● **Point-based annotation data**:
_ _ _

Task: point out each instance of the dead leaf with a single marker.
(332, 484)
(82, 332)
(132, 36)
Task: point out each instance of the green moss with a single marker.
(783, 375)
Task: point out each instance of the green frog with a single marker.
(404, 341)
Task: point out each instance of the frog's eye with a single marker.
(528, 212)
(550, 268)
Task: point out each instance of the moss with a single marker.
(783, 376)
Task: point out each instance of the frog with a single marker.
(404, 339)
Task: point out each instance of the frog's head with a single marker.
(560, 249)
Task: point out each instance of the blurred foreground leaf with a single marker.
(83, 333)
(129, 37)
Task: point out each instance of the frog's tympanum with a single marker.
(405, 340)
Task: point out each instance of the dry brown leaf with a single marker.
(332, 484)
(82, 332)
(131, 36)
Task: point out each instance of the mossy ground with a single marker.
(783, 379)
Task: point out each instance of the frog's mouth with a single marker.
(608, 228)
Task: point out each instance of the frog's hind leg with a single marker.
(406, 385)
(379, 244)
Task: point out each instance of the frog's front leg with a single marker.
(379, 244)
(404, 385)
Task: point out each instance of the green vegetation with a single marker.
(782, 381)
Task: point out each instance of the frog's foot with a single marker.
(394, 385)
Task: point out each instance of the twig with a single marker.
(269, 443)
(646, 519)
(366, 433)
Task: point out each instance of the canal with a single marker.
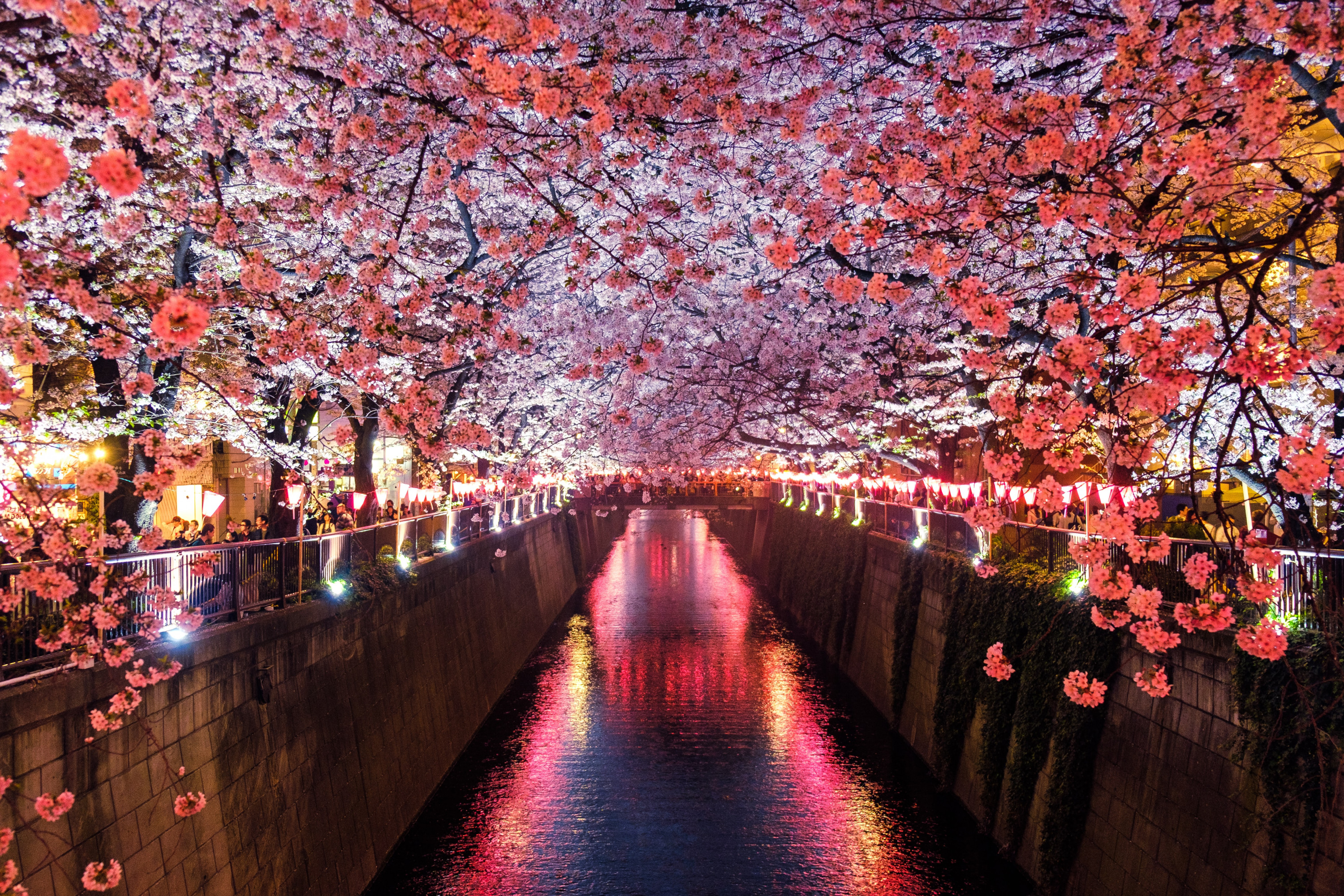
(670, 737)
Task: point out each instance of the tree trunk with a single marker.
(366, 442)
(284, 522)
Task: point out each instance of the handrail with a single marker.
(249, 577)
(1311, 577)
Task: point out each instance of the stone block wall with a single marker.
(1171, 812)
(318, 733)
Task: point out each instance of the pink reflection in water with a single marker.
(679, 745)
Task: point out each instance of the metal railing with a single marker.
(1312, 578)
(232, 579)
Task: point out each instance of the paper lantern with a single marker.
(210, 503)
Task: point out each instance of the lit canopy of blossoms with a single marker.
(1084, 234)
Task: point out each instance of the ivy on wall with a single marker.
(1025, 722)
(1292, 729)
(816, 569)
(908, 592)
(734, 527)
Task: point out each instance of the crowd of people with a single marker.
(320, 519)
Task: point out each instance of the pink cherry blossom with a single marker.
(1266, 640)
(53, 808)
(1084, 691)
(189, 804)
(101, 876)
(996, 667)
(1152, 680)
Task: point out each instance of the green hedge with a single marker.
(816, 573)
(1292, 727)
(1046, 636)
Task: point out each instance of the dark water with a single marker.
(668, 737)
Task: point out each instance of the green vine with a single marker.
(1292, 723)
(816, 573)
(908, 593)
(1025, 720)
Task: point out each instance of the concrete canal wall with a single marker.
(1171, 809)
(318, 733)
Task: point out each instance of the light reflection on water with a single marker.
(670, 738)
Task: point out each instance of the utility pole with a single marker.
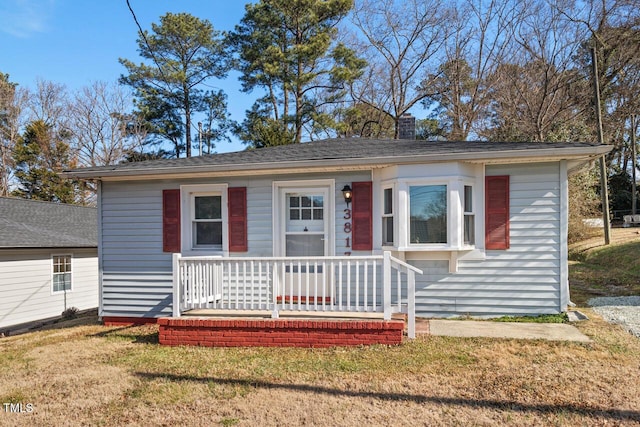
(200, 137)
(603, 166)
(634, 165)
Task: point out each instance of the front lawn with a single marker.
(96, 375)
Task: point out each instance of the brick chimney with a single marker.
(407, 126)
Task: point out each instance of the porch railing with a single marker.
(351, 284)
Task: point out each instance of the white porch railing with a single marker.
(381, 284)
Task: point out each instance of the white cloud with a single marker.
(23, 18)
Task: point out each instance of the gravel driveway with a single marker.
(624, 311)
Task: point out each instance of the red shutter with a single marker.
(362, 216)
(171, 220)
(497, 212)
(237, 219)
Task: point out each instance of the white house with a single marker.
(48, 261)
(484, 222)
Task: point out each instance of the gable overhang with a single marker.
(576, 157)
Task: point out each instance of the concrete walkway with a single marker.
(472, 328)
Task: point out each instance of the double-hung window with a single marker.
(61, 273)
(387, 218)
(206, 221)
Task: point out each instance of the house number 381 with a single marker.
(347, 230)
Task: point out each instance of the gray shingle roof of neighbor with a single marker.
(35, 224)
(341, 151)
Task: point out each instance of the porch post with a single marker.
(275, 291)
(176, 285)
(386, 285)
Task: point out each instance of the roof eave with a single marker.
(293, 166)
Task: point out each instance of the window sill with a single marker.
(205, 252)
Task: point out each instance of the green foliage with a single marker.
(620, 190)
(429, 129)
(286, 47)
(39, 156)
(185, 52)
(584, 203)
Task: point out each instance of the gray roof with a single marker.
(343, 153)
(34, 224)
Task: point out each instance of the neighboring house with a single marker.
(48, 261)
(486, 222)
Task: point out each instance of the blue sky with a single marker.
(76, 42)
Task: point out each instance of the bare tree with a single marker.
(480, 39)
(539, 94)
(48, 103)
(400, 41)
(12, 104)
(102, 131)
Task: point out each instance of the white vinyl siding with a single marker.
(26, 285)
(526, 278)
(136, 273)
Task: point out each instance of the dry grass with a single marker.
(599, 270)
(95, 375)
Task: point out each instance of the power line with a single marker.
(146, 42)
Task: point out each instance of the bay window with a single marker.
(428, 214)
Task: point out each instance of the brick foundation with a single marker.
(278, 332)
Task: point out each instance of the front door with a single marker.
(304, 229)
(305, 224)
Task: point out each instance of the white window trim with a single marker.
(394, 214)
(405, 212)
(279, 209)
(473, 212)
(52, 273)
(187, 192)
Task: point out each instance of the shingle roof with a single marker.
(35, 224)
(341, 151)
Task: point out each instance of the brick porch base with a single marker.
(278, 332)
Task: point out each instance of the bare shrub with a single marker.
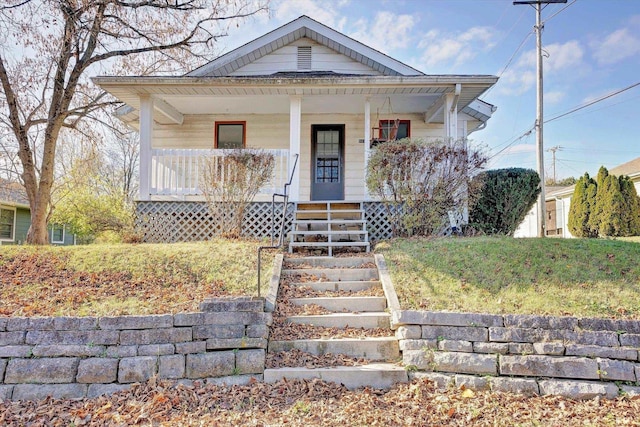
(421, 181)
(231, 181)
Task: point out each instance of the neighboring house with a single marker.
(303, 90)
(559, 202)
(15, 218)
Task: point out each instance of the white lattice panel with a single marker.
(165, 222)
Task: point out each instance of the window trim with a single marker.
(383, 122)
(13, 226)
(230, 122)
(58, 242)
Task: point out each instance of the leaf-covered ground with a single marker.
(317, 403)
(113, 280)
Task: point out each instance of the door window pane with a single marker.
(230, 135)
(328, 156)
(6, 223)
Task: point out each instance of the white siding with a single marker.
(286, 59)
(272, 131)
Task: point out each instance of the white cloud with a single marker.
(554, 97)
(520, 149)
(325, 12)
(560, 57)
(457, 48)
(387, 32)
(617, 46)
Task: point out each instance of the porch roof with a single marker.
(202, 95)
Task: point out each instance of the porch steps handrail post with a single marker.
(285, 203)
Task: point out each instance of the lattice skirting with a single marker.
(168, 222)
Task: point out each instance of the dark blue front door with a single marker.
(327, 166)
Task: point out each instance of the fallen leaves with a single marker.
(33, 284)
(317, 403)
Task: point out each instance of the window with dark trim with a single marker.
(230, 134)
(57, 233)
(386, 126)
(7, 223)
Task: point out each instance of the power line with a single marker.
(595, 101)
(561, 10)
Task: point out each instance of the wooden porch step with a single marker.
(332, 205)
(326, 232)
(329, 221)
(334, 214)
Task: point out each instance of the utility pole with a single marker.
(542, 211)
(553, 153)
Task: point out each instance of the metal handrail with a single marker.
(285, 204)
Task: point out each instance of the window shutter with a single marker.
(304, 57)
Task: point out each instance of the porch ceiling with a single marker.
(271, 95)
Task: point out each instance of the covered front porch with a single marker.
(328, 121)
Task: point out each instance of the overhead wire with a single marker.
(561, 10)
(595, 101)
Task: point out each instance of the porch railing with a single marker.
(176, 172)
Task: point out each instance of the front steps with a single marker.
(325, 226)
(343, 275)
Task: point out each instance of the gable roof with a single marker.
(297, 29)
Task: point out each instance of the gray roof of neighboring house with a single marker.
(13, 193)
(630, 168)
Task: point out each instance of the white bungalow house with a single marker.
(558, 203)
(302, 91)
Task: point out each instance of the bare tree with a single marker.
(49, 49)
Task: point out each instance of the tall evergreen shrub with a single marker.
(504, 197)
(582, 202)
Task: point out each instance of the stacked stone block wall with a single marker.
(575, 357)
(75, 357)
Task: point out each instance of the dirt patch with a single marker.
(317, 403)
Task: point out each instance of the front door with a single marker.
(327, 165)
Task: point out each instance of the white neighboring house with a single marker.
(303, 90)
(559, 202)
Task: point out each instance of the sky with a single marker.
(592, 49)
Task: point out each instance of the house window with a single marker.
(57, 234)
(386, 126)
(230, 134)
(7, 223)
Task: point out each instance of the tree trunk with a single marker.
(38, 233)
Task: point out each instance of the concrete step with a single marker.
(376, 375)
(338, 274)
(343, 320)
(338, 304)
(330, 262)
(376, 348)
(348, 286)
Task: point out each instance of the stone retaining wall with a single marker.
(74, 357)
(575, 357)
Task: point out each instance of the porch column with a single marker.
(146, 130)
(367, 142)
(451, 114)
(295, 114)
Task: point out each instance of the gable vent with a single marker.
(304, 57)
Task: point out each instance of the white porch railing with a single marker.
(176, 172)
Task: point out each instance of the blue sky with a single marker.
(593, 49)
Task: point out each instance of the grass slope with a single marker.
(103, 280)
(580, 277)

_ _ _

● **Aim of the exercise**:
Produce an exact copy of the lines from the one containing "Task: point out each instance of the concrete step" through the last line, and of nothing else.

● **Response**:
Task: point out each instance of the concrete step with a single marker.
(376, 375)
(338, 274)
(343, 320)
(338, 304)
(330, 262)
(376, 348)
(348, 286)
Task: point out each instance of the stone retaining wall with a single marker.
(74, 357)
(575, 357)
Task: point out each instance of the porch column with a single marker.
(146, 130)
(367, 142)
(451, 114)
(295, 114)
Task: point out each instance of the gable vent with a single marker.
(304, 57)
Task: point out each instance of the white porch railing with a single marker.
(176, 172)
Task: point out each instance of the blue sky with a single marker.
(593, 49)
Task: point out each instance of the grass slope with a single marker.
(103, 280)
(580, 277)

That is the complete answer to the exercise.